== YOUR TASK ==
The lines to copy are those in the listing that hold the word "meadow".

== DATA RECORDS ==
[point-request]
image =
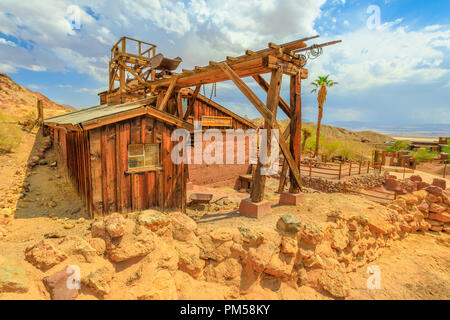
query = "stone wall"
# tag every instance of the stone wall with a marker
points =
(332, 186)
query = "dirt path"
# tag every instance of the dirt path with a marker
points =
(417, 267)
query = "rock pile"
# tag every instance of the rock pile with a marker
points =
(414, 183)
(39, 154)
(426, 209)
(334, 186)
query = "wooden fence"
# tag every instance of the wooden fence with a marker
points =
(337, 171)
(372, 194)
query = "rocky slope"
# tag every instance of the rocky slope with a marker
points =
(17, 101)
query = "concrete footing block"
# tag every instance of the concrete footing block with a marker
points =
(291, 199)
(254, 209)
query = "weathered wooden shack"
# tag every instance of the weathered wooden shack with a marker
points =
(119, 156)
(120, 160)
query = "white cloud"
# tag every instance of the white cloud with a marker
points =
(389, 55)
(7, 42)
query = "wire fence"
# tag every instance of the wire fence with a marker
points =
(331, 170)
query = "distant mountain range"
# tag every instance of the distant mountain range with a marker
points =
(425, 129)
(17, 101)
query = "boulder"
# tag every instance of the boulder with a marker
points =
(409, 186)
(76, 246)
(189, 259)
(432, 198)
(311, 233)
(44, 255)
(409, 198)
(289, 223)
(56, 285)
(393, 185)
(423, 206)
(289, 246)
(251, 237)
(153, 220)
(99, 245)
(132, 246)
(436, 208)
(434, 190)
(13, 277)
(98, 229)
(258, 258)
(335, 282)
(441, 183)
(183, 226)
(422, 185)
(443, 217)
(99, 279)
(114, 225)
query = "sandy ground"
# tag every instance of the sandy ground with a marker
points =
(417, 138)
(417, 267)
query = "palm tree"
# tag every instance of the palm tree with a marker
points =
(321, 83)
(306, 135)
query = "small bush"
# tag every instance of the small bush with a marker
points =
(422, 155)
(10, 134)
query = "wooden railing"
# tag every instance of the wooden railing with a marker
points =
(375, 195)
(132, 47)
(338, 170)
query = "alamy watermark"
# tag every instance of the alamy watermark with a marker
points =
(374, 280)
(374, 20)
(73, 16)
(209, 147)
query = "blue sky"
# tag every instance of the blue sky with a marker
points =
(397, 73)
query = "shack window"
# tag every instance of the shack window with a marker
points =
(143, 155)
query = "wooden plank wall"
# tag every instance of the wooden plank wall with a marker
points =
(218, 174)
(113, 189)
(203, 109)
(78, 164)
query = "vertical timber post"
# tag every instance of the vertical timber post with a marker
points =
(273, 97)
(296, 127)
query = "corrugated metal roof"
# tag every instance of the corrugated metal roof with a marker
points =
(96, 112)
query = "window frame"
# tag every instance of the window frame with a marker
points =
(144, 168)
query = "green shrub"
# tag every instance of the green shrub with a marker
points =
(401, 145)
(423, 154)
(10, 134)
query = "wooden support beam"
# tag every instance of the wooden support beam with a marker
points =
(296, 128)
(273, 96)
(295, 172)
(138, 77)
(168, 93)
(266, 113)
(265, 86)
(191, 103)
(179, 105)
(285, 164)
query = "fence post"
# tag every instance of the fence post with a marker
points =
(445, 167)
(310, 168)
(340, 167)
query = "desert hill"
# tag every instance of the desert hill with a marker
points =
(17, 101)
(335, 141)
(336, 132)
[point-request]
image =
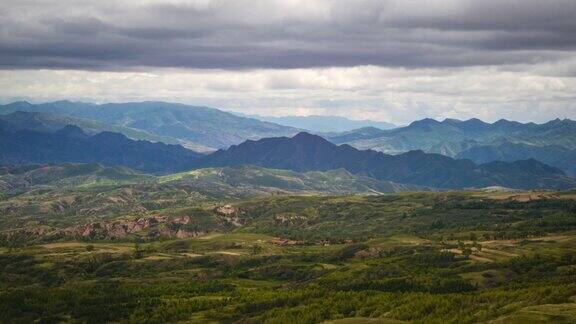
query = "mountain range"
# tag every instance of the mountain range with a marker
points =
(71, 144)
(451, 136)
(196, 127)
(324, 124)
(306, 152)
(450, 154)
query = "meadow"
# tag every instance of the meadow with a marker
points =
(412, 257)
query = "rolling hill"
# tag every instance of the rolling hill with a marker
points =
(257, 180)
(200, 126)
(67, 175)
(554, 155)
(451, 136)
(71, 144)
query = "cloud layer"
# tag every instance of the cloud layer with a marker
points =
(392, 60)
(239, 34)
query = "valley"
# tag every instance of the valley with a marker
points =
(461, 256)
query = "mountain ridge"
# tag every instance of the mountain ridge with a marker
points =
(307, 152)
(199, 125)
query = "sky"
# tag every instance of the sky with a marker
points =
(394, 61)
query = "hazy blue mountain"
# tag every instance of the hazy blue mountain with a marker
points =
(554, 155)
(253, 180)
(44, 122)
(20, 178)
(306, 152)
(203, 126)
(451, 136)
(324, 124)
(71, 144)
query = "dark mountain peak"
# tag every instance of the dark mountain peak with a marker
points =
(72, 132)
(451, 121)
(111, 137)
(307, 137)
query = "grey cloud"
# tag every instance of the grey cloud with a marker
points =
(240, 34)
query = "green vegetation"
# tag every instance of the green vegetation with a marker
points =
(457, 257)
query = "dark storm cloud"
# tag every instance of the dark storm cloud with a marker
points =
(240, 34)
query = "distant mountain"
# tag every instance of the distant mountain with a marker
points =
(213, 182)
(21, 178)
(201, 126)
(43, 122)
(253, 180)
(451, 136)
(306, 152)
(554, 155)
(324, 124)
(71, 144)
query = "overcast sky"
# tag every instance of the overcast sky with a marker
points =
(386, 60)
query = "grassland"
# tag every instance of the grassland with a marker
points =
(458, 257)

== ANSWER BELOW ==
query = "meadow"
# tag every instance of the meadow with a marker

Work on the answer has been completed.